▶ _Challenge_: Echo the items from the line with "of the wood" to the line with "[(279, 61)]", keeping every character and both end lines as they are.

[start Records to use]

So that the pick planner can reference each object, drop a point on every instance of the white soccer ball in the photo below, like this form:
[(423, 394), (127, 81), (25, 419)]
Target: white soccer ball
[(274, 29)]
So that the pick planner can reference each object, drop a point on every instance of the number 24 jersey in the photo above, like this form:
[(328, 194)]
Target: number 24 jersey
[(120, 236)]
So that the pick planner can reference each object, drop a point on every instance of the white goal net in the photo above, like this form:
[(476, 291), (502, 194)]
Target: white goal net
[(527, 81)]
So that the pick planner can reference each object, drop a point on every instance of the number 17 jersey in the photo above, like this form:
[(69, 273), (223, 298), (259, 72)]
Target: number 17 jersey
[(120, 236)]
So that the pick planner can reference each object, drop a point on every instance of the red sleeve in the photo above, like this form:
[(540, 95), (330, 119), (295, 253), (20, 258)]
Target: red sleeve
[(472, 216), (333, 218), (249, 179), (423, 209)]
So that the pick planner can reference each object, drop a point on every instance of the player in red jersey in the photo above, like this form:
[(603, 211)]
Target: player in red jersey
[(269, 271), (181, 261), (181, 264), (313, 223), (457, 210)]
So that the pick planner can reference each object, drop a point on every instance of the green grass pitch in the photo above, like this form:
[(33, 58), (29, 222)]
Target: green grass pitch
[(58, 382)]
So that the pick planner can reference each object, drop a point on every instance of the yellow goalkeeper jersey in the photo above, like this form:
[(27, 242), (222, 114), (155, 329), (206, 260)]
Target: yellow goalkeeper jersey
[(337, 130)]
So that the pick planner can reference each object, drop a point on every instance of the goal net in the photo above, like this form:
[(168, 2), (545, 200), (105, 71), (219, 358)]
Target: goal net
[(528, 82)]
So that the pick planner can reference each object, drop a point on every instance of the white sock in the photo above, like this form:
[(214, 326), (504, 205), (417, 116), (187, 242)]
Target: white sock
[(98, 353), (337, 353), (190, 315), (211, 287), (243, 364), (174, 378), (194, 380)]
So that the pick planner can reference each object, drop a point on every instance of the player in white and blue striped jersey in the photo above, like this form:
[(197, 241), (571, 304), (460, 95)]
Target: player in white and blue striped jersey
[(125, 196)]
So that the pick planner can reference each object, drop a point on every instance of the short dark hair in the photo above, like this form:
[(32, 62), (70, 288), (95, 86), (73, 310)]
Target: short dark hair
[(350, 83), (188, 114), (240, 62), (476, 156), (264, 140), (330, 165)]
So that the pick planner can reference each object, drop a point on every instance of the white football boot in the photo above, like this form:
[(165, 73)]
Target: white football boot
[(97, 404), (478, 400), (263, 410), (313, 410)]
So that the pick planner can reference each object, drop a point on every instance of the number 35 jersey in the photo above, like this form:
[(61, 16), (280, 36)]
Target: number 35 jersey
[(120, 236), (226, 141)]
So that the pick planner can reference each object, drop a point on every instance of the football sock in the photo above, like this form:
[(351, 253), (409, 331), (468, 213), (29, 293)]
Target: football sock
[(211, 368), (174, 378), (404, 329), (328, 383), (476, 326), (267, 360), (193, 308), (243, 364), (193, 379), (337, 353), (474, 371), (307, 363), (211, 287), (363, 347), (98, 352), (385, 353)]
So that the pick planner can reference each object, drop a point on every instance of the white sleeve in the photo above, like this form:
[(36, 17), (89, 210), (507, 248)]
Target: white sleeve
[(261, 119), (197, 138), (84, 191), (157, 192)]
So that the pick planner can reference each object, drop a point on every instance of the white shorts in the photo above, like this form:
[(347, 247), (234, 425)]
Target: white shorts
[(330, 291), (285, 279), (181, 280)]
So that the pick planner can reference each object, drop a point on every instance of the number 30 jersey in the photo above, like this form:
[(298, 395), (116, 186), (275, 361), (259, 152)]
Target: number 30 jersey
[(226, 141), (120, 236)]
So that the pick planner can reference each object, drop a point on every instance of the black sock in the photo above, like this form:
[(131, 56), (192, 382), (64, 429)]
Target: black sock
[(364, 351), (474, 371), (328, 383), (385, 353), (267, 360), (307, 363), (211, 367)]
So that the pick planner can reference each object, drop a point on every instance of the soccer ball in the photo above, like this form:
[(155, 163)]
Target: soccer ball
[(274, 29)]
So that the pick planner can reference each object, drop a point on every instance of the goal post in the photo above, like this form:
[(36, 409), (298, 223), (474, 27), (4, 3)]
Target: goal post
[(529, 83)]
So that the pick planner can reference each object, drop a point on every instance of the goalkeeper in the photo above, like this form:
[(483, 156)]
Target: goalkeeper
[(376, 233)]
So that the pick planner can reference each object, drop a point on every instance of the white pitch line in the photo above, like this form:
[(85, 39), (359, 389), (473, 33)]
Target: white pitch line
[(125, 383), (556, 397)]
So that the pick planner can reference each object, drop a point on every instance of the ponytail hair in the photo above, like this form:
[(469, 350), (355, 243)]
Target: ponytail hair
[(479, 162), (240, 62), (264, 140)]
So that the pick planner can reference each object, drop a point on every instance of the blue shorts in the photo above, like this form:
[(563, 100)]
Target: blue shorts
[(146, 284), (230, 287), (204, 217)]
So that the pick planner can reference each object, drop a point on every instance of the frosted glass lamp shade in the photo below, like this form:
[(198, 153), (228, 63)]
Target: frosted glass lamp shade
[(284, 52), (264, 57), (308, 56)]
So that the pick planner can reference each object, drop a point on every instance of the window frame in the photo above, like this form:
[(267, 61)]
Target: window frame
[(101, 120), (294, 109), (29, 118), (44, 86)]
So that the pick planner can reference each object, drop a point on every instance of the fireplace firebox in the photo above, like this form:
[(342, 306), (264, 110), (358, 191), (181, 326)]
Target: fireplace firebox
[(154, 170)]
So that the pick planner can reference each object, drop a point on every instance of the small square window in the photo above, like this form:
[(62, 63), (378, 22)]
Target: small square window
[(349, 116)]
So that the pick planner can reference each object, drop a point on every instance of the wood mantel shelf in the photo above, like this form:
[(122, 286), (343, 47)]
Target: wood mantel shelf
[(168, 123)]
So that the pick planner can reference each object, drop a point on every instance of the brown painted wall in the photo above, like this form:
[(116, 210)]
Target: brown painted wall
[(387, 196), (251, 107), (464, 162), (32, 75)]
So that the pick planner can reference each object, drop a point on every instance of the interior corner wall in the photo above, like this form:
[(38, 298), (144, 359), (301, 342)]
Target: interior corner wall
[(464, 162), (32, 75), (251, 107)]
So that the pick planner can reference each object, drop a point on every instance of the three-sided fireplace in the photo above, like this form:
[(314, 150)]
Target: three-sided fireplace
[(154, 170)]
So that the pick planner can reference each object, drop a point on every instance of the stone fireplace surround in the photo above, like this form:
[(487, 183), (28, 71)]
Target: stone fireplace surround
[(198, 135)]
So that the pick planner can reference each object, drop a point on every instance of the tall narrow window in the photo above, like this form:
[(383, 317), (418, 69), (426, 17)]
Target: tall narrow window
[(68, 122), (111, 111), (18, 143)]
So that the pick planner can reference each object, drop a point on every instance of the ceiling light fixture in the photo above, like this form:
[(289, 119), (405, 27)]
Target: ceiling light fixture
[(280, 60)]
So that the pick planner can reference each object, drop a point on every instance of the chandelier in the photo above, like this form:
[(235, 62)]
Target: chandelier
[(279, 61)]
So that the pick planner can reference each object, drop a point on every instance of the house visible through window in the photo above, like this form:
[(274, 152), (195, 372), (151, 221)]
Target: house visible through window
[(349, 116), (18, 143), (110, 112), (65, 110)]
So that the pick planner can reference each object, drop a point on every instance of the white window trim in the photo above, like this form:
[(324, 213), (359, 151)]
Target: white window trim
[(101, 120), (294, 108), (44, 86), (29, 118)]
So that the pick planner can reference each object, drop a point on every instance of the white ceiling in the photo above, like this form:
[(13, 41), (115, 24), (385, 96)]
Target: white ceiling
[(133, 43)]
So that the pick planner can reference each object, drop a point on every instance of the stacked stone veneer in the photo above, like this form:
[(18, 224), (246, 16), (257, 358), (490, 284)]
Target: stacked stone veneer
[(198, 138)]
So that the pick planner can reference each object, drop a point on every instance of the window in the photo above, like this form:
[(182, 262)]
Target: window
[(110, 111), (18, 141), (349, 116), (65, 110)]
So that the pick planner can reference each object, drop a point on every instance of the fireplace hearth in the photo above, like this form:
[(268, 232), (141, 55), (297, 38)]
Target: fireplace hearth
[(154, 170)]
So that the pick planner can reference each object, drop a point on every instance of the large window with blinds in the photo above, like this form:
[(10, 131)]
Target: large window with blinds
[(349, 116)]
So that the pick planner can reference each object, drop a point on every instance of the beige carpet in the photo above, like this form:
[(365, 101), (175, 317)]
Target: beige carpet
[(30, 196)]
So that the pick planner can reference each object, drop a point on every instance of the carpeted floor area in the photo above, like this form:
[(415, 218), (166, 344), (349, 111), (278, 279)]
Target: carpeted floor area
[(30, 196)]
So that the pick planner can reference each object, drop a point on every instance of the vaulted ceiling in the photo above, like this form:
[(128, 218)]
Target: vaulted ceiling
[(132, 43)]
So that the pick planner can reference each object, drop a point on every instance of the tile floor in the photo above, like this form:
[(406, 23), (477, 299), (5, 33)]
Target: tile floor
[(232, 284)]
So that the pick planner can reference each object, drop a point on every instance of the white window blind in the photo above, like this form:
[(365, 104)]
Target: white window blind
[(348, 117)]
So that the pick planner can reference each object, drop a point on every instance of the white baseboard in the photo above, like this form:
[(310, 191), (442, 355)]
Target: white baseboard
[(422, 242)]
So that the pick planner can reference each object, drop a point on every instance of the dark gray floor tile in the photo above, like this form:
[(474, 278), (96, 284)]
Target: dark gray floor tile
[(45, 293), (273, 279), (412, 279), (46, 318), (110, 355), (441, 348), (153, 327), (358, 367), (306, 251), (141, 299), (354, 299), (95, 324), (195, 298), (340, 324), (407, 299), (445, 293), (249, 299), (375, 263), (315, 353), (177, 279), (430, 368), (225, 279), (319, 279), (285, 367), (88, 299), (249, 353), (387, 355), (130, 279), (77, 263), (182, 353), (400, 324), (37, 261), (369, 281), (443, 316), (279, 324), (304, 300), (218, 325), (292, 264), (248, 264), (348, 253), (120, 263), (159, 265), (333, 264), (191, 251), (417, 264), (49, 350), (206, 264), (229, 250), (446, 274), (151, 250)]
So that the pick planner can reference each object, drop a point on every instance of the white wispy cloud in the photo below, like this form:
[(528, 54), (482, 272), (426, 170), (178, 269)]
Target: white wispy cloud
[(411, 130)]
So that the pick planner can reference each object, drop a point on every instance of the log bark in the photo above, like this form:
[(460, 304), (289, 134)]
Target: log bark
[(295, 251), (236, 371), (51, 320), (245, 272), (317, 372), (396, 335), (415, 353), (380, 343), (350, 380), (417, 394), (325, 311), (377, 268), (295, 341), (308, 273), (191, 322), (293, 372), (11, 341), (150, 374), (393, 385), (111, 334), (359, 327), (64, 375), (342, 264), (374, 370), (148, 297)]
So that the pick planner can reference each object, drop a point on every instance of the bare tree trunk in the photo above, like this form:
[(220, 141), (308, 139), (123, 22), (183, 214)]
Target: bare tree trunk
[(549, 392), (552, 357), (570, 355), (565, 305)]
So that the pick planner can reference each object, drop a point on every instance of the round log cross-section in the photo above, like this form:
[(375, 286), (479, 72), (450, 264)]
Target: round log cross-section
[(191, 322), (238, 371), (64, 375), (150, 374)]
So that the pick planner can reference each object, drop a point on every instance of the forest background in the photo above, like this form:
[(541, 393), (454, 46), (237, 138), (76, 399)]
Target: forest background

[end Records to use]

▶ _Task output_:
So that the pick planner can reference each object, drop a point on every instance of the wood mantel shelf in the photo above, like this form:
[(122, 286), (343, 47)]
Target: wood mantel shelf
[(168, 123)]
So that the pick planner can reference each object, drop a point on every instance of the brown painted wall in the photo above, like this form:
[(116, 210)]
Target: brown painted wall
[(387, 196), (251, 107), (464, 162), (32, 75)]
So that the pick planner can reference each object, drop a point on every instance of the interior corner wall in the photo above, like this form:
[(38, 298), (144, 359), (301, 342)]
Target: interior corner wall
[(464, 162), (32, 75), (251, 107)]
So that the pick planner can reference each object, drop a point on every instance of the three-sided fireplace in the photo above, like this form:
[(314, 150)]
Target: three-sided fireplace
[(154, 170)]
So that the pick planner can reference each object, drop a point on every instance of the stone fireplace surround in the photo above, like this form:
[(487, 183), (28, 71)]
Target: stone fireplace surround
[(198, 135)]
So that the pick planner can reference each object, drop a point on every instance of the tall narrow window in the photo above, like this form:
[(383, 317), (418, 69), (426, 17)]
Target: tall narrow window
[(68, 122), (111, 111), (18, 143)]
So that the pick planner can reference each object, drop a point on every instance of the ceiling light fixture in the photo above, like this form:
[(289, 119), (405, 27)]
Target: ceiling light fixture
[(280, 60)]
So that the pick planner can reference each object, drop a point on every instance of the chandelier in the photo above, like this form:
[(235, 62)]
Target: chandelier
[(279, 61)]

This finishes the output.